> **Recorded data**

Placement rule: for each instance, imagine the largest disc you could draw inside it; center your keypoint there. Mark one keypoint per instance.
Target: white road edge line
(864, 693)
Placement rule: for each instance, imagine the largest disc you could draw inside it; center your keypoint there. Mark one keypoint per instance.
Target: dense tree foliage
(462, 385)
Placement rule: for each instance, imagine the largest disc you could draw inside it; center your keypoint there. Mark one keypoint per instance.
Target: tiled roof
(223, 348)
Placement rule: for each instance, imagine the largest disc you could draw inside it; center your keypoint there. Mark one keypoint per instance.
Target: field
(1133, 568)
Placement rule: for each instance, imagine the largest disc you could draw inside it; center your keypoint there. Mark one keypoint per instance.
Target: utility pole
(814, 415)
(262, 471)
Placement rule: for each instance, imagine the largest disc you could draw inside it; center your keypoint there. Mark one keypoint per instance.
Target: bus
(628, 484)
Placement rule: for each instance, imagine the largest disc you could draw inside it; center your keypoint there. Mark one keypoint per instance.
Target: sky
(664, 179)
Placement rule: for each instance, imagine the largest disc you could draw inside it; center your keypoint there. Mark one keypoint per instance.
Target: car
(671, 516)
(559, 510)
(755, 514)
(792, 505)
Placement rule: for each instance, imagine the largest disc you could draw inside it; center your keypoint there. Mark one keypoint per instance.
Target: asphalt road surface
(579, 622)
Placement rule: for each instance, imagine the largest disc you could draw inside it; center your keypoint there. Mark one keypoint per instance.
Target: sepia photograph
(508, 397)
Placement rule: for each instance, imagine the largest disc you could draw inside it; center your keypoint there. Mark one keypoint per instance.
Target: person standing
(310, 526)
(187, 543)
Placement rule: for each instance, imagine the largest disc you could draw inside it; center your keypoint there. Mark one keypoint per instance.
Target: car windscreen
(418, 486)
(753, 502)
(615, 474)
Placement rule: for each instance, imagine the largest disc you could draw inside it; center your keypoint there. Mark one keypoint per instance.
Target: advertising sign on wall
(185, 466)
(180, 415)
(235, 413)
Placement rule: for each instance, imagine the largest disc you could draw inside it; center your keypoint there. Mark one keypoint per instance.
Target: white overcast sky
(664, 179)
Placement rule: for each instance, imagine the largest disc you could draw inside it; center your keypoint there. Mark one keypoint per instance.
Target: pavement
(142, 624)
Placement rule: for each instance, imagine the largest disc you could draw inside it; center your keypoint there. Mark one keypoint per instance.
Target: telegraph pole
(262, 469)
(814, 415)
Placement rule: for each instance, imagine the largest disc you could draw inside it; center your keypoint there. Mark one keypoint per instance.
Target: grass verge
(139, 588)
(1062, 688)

> **The problem**
What you return must match the entries exactly, word for word.

> **Answer to the exercise**
Placement rule: for each instance, imagine the largest disc you could draw inside it; center your keypoint there. Mark one keypoint per instance.
Target: white road edge line
(864, 693)
Placement rule: for each instance, imagine the largest disc you could draw inside it; center your keypoint there. Mark one keypoint per instance.
Target: dense tree foliage
(462, 385)
Placement rule: for each instance, imagine the largest disc you could draw inside it; center your keypoint there. Mark one keypoint per instance.
Target: tiled roof
(223, 348)
Placement rule: for each instance, imagine the largest disc you could draw inside it; center your keypoint there. Mark one keypoint per instance.
Target: field
(1133, 568)
Placement rule: for each instance, imagine the largest disc you could draw inside it; center your keypoint there. Mark one keypoint per instance.
Target: utility pole
(814, 415)
(262, 471)
Placement rule: for each instance, imagine the largest disc you could draw inside it; center your keypoint there. Mark one keypoint per instance.
Target: bus
(628, 484)
Placement rule: for each instance, imagine the largest disc you could draw inside it; center your keypoint there. Mark one keypoint per instance.
Target: sky
(664, 179)
Placement rule: for each instance, imagine the largest disc you could draw inside it; center your keypoint there. Mark one keypoint per instance.
Target: car
(671, 516)
(559, 510)
(755, 514)
(792, 505)
Placement rule: for each instance, imagine the largest disc you could draw inside it; center your keypoint there. Mark one keypoint per instance.
Target: asphalt road surface
(579, 622)
Placement rule: for each instance, imagine the largest disc you could draw inside it; center your keypoint there. Mark one keypoint per instance.
Target: sepia photograph
(508, 397)
Placement rule: for each instance, imagine the largest disc you could draw inside it; center your keypoint there. Mark one keypoint per instance.
Target: person standing
(310, 526)
(187, 543)
Placement rule: for each instance, imagine the largest disc you could draw inside it; center your keypoint there. Mark one keypoint per instance.
Target: car windscreen
(418, 486)
(753, 502)
(615, 474)
Placement rule: for each instance, imagine the largest disc you could draw inside it; center your keypoint there. Mark one keypoint per instance.
Target: advertising sign on wall
(185, 466)
(180, 415)
(235, 413)
Placement rule: for each instance, imagine the largest disc you could draw inside it; center your keypoint there. Mark one keypoint per instance.
Target: white overcast sky
(664, 179)
Placement rule: for each instance, imagine the largest disc you could draw inside it; center your keypoint there. Mark one keypoint per instance.
Target: pavement
(142, 624)
Placement rule: for each instance, imagine the largest disc you could draw inside it; center your keypoint there. Mark one keypoint per instance.
Target: telegraph pole
(262, 469)
(814, 415)
Placement rule: for each instance, imagine the largest disc you could draw inside it; center your keypoint there. Mark one keypoint per instance.
Target: grass verge
(139, 588)
(1062, 688)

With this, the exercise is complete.